- [YOUR OBJECTIVE]: For each line in the data that includes "ground", make a copy.

- [DATA EXTRACT]:
= Beginning of Section =
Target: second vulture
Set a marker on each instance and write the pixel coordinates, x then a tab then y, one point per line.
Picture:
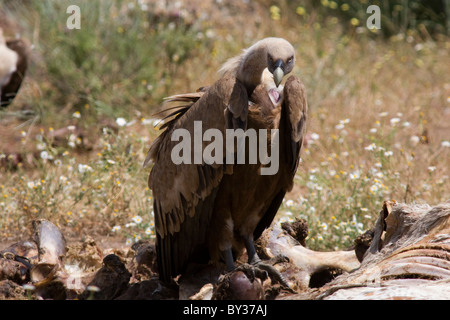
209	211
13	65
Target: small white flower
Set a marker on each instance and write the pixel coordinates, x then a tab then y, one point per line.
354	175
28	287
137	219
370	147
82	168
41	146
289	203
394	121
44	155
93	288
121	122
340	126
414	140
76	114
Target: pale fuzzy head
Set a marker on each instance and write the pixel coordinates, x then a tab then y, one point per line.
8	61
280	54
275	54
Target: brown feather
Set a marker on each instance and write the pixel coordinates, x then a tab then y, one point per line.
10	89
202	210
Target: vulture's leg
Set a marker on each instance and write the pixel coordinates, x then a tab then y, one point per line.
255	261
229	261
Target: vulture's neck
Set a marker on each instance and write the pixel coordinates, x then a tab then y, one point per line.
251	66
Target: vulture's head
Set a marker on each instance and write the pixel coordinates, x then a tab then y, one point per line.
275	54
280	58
= End of Section =
= Beginning of Section =
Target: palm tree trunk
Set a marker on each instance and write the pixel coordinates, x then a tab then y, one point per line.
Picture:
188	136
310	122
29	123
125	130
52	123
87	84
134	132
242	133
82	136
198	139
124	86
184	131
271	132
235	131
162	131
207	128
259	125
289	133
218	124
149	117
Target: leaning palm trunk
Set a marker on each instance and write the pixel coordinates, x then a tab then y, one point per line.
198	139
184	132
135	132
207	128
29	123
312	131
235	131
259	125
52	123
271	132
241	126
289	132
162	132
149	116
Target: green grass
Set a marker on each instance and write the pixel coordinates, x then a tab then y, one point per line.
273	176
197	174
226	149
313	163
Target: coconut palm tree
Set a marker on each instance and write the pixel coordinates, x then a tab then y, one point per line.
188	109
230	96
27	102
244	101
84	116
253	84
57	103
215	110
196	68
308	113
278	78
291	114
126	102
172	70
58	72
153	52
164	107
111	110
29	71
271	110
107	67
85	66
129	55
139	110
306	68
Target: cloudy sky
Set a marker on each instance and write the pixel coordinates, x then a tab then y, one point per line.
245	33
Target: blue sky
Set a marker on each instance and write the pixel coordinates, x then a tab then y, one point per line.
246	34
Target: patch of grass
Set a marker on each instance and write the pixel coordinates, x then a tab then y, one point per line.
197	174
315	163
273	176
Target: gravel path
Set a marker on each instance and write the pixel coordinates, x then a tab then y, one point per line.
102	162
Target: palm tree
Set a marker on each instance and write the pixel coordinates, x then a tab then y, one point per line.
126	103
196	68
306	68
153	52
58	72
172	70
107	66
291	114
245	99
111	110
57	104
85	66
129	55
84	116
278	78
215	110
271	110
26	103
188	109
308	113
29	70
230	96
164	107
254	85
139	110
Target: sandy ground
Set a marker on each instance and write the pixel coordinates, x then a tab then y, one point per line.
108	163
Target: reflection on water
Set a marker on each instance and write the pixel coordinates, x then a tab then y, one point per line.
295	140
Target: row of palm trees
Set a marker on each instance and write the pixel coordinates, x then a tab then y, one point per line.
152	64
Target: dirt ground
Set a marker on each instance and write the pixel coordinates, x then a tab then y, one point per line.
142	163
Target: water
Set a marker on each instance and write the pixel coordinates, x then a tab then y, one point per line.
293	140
= End of Section =
= Beginning of Section =
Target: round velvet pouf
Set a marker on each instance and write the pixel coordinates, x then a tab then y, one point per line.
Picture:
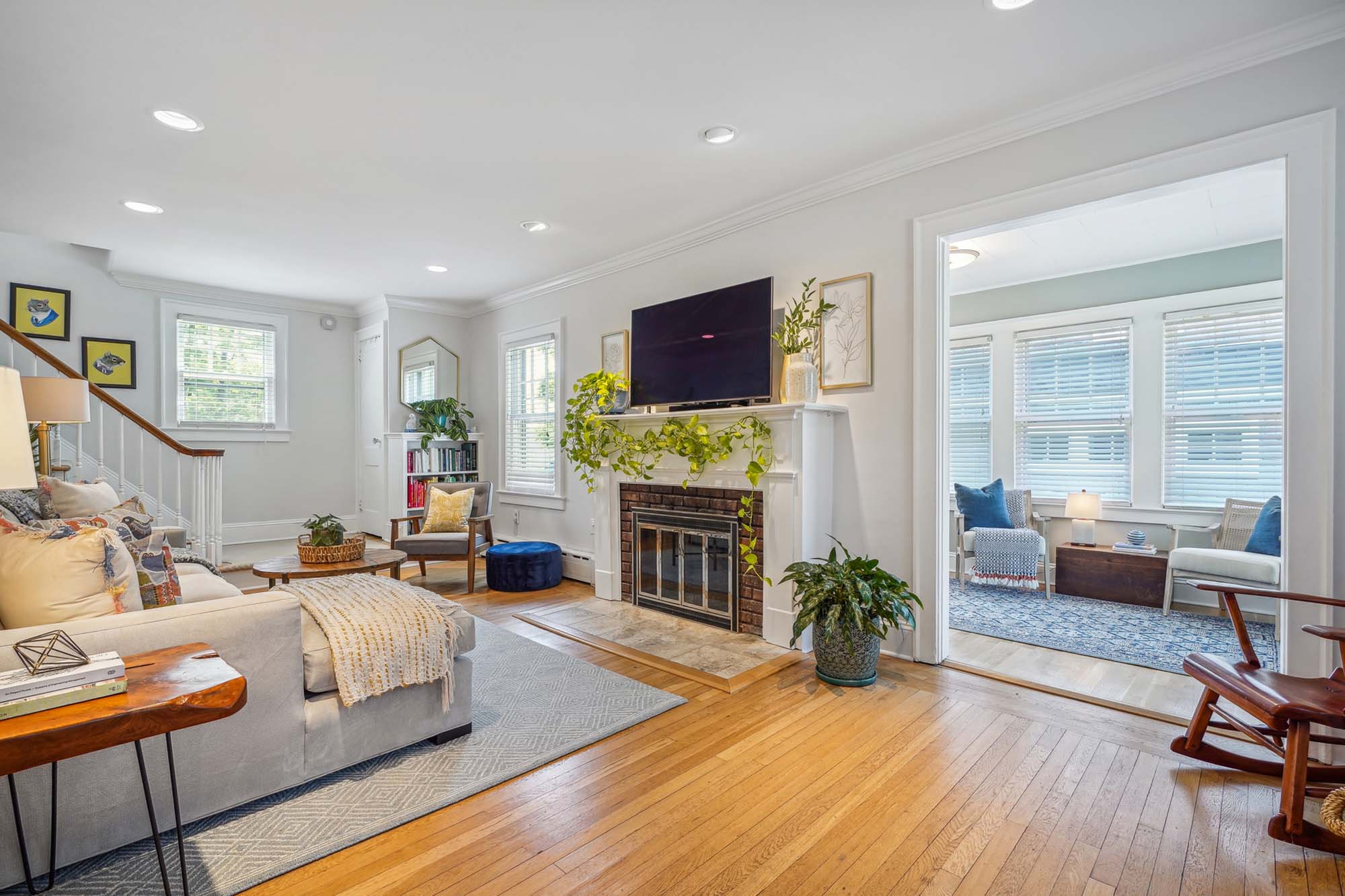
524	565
= End of Section =
- [YOUR RESPONSE]:
Target: sandy ground
Target: dirt ground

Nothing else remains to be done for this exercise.